▶ _Stated task_: Copy out word for word the part of the records that starts with the line containing "contains wheelbarrow wheel." and ends with the line containing "214, 82, 244, 103", including both of those lines.

▶ _Information shown_:
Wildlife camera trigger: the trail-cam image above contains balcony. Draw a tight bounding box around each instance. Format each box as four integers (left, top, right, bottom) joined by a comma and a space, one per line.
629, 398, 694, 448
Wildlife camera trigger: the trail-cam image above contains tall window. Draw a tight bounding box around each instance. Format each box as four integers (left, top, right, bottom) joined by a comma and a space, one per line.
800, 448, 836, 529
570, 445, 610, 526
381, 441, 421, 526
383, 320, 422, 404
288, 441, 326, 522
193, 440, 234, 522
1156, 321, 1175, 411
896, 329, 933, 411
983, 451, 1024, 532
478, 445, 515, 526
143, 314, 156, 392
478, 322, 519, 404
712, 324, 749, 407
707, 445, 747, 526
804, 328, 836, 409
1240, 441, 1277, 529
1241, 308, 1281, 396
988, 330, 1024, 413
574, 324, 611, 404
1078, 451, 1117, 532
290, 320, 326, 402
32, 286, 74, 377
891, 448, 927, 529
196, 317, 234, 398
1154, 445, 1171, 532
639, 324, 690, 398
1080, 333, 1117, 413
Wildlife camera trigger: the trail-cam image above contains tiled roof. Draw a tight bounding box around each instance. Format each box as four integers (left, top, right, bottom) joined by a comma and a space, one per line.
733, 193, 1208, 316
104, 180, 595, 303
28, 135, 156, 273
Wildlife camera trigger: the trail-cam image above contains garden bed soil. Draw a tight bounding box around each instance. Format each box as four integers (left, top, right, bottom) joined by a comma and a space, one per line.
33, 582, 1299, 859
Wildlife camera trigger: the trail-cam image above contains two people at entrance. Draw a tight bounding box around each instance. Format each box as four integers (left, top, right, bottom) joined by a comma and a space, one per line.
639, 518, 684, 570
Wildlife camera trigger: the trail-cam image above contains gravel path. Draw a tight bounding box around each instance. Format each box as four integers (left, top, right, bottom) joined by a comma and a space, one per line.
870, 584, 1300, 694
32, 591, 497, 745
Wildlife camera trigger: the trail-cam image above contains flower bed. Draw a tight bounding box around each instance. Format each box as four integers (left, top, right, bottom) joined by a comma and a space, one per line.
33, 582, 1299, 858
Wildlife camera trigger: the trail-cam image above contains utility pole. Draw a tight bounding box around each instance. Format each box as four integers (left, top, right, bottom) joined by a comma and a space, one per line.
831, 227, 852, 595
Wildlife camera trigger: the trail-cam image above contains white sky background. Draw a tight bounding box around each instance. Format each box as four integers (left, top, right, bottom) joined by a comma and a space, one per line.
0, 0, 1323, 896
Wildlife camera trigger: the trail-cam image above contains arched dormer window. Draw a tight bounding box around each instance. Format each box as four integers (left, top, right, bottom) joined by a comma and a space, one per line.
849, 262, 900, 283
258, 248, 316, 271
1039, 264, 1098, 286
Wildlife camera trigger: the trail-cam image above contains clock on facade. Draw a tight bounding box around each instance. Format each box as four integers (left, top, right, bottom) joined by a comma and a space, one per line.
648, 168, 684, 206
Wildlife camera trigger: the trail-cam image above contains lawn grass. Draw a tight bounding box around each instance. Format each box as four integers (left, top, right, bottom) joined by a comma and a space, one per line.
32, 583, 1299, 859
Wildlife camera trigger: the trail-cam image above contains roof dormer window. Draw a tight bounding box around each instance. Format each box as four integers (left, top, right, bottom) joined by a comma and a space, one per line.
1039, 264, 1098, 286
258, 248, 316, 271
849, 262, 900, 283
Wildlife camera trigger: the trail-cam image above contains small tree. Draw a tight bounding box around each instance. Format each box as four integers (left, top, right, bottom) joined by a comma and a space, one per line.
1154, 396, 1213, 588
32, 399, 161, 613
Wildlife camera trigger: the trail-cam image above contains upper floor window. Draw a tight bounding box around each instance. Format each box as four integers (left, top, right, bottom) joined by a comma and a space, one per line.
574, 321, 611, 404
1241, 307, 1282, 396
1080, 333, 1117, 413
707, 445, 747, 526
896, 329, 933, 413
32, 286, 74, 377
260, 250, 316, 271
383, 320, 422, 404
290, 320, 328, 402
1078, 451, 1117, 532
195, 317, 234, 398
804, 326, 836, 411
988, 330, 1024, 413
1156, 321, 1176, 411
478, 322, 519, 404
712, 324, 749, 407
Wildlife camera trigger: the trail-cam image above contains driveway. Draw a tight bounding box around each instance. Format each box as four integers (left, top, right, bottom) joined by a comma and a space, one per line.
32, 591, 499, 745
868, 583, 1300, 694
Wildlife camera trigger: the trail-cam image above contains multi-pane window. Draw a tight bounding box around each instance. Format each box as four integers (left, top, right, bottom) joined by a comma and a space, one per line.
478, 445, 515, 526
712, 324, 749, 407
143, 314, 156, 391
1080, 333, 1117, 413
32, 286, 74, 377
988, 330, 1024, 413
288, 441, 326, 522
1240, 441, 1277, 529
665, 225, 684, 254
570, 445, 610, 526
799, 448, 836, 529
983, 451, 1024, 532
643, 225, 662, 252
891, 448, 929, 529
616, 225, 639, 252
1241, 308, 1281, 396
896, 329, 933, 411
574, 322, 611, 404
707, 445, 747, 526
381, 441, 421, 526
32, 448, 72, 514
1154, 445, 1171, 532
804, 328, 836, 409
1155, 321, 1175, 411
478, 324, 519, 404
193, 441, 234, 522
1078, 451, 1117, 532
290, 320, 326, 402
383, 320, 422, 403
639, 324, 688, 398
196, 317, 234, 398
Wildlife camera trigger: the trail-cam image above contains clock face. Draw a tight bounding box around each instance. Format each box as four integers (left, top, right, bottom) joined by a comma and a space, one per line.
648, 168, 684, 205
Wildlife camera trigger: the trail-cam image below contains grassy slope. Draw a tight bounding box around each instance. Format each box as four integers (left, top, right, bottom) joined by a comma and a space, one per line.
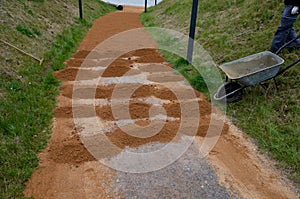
0, 0, 114, 198
141, 0, 300, 181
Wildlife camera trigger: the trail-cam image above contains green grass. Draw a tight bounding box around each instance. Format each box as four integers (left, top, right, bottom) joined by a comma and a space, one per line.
0, 0, 114, 198
141, 0, 300, 182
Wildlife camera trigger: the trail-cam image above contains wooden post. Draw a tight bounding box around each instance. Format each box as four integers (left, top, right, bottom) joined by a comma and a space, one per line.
78, 0, 82, 19
186, 0, 198, 64
145, 0, 147, 13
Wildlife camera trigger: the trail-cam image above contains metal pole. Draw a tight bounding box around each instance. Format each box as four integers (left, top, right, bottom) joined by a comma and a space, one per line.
145, 0, 147, 12
78, 0, 82, 19
186, 0, 198, 64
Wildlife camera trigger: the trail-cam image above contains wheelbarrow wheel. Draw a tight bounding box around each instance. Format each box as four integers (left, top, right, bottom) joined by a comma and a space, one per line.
214, 82, 244, 103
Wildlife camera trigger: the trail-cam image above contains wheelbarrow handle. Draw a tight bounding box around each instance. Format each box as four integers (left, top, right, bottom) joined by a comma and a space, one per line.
275, 34, 300, 55
275, 59, 300, 77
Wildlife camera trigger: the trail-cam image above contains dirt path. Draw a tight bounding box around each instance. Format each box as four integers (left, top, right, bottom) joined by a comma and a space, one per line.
24, 7, 298, 198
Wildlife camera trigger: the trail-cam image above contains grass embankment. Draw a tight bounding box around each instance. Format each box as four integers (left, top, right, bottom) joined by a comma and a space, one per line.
141, 0, 300, 182
0, 0, 115, 198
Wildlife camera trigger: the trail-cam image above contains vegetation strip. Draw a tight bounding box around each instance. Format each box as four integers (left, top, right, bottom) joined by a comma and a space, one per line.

▶ _Exercise solution_:
Wildlife camera trigger: the trail-cam image above contains wheelbarrow wheel. Draw a tight bounding box around each instance. Format each box as four integers (left, top, right, bottom) joined by a comma and a space, one per line.
214, 82, 244, 103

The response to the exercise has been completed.